**Location labeling records:**
== == ==

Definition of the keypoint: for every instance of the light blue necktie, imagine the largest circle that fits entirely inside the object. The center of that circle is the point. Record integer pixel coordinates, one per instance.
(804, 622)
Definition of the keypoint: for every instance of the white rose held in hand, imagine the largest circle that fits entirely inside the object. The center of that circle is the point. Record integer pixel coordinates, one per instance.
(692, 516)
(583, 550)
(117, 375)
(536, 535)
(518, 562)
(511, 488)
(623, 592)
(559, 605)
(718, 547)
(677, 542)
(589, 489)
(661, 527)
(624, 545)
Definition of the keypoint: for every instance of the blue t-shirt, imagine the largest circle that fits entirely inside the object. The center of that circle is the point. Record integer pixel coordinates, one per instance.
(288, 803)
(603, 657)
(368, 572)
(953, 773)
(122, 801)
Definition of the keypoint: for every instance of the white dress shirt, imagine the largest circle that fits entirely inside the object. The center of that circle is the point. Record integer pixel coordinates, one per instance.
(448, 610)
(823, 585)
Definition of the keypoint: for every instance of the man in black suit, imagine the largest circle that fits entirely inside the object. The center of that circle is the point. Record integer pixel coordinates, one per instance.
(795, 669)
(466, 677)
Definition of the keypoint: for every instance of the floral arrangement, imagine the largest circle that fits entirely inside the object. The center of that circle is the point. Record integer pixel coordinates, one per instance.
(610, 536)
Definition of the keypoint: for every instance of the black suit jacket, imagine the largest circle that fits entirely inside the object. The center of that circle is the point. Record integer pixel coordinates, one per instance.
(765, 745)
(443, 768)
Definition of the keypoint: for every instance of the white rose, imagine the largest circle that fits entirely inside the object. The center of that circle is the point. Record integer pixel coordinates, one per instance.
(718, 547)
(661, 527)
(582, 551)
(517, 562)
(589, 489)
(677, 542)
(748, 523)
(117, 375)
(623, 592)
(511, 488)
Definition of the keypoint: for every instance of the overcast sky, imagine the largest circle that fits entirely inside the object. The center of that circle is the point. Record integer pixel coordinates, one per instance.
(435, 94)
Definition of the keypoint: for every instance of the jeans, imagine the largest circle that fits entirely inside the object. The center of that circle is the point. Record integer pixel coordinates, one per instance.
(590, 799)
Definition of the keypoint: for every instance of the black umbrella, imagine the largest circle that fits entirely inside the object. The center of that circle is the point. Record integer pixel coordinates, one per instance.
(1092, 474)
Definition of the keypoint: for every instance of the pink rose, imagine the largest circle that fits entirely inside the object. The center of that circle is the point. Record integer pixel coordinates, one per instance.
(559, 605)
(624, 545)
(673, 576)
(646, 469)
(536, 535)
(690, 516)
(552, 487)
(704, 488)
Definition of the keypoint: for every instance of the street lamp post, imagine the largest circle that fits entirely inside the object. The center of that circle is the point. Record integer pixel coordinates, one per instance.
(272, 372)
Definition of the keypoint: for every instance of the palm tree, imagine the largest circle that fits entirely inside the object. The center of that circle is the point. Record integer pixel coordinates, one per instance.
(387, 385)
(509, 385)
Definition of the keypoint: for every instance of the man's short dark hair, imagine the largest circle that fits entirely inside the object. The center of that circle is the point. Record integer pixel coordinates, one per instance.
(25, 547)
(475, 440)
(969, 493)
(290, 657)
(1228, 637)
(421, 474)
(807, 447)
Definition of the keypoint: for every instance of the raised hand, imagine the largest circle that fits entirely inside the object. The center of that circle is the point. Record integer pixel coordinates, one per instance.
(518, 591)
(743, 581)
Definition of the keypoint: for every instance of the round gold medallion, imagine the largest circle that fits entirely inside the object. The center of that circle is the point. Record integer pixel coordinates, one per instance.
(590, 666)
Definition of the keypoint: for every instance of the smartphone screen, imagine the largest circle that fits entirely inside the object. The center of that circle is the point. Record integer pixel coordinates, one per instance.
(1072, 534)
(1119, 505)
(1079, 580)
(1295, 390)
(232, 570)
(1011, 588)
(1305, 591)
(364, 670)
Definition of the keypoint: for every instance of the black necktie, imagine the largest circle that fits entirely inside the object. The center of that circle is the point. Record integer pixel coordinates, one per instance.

== == ==

**Directive:** Pull every line of the data above and reproduce each one word for word, in its original order.

**Task answer:**
Definition of the keypoint: for every instance of the light blue necktie, imagine the largest circle that fits entirely inside the object. The center of that circle is the point. Record integer pixel coordinates, one per instance.
(804, 622)
Definition of the keypoint: for every instance of the white rose held in hand, imagine the largest circle that fits entirely inside the object. The center of that circle is the point. Record integer pixel coordinates, one per instance.
(692, 516)
(583, 550)
(117, 375)
(536, 535)
(518, 562)
(511, 488)
(623, 592)
(559, 605)
(718, 547)
(677, 542)
(589, 489)
(661, 527)
(624, 545)
Definition of the keypoint: for every instance of the blue t-shirt, imagine the largest circle that fits entirely inside the object. The center of that circle is the point. Record integer pixel coordinates, one per instance.
(288, 803)
(603, 657)
(368, 572)
(953, 773)
(122, 801)
Definition of the keypoint: for every instance of the white dress shirt, imagine the largest circle that fits entirely inside the object. The center of that circle is the point. Record integer pixel coordinates, one per instance.
(448, 610)
(823, 585)
Definition of the keypoint: for every instance of the man in black suit, imagine the largest circle that fits entirely inside the object. The center of that circle is the point. Record integer pixel coordinates, one per instance.
(795, 669)
(466, 677)
Definition of the keypoint: for every instance of the floral arrangement, imagine the largest circle that fits entirely inside the object. The center of that circle is the point. Record integer pixel coordinates, one per instance.
(610, 536)
Definition of the keypoint: for every instance of the black suit jacket, imagine the largest circle that fits entirely inside the object. The center of that circle is the point. Record integer pixel coordinates, one per instance.
(765, 745)
(443, 768)
Definition of the keypoint: for every instance of the white rose, imagine the largest circle that fits entirely inside the object. The center of that circle is the point. Record integer pixel coordinates, one per instance.
(718, 547)
(661, 527)
(582, 551)
(517, 562)
(589, 489)
(677, 542)
(748, 523)
(117, 375)
(623, 592)
(511, 488)
Definition of the keypoint: for every instance of the overcast sky, imagine the largest circle that fits entirely inside the object. The center of that circle is the point. Record integer pixel coordinates, one per instance.
(435, 94)
Definition of the keypoint: for every instance of the jeans, imagine the largest circle that fits entirely inside the object. The center of that circle is the point. Record integer pixel coordinates, one per instance.
(590, 799)
Definition of the keypoint: for every instance of the black umbrella, imagine the largest circle that fits entirely inside the object. The center of that circle is the point. Record integer pixel coordinates, one per instance.
(1092, 474)
Definition of the keypoint: for every instance of the pink rose, imagine the largest circle that fits entirely inside the object. The center of that circle is the point. Record integer pixel coordinates, one per instance.
(559, 605)
(624, 545)
(673, 576)
(646, 469)
(536, 535)
(690, 516)
(552, 487)
(704, 488)
Definition of the keypoint: for every instance of the street lamp post, imagine the largest circle that fits entirely inside the object. The center of that circle is the point. Record integer pixel coordinates, one per instance.
(272, 372)
Definition of the keypoint: for every instance of the palm tree, imagine the largest circle that fits entirely inside the object. The center of that circle is the point. Record integer pixel coordinates, one per instance.
(387, 385)
(509, 385)
Definition of the keypoint: for every instance of the man's short dark hair, imagine the largest circle that fits entirely inside the object. The center of that circle is the point. Record integer pixel coordinates, one per instance.
(25, 547)
(475, 440)
(969, 493)
(290, 657)
(1228, 637)
(421, 474)
(807, 447)
Definition of the keypoint: for every instance of the raised hand, imagine the largest circle that fits entirely inside the object. The center of that circle is the point. Record integer pixel coordinates, one per instance.
(518, 591)
(743, 581)
Definition of the keypoint: for every instance of the round gold medallion, imagine the largest circle that fits entirely inside the object. The center of that circle is the point. Record integer pixel coordinates, one per instance.
(590, 666)
Definition of the keypoint: for every instance of the smartphone screen, imagine the largest circle that fits entirely inside the object. The center of that circle is the point. Record integer pixel coordinates, one per instance.
(1072, 534)
(1119, 505)
(1079, 580)
(1295, 390)
(232, 570)
(1011, 588)
(1305, 591)
(364, 670)
Definition of the keypoint: for every instance of the black necktie, imagine the largest circle that fits entirely inside the object. The center of that circle is the point. Record integer pixel coordinates, one per instance.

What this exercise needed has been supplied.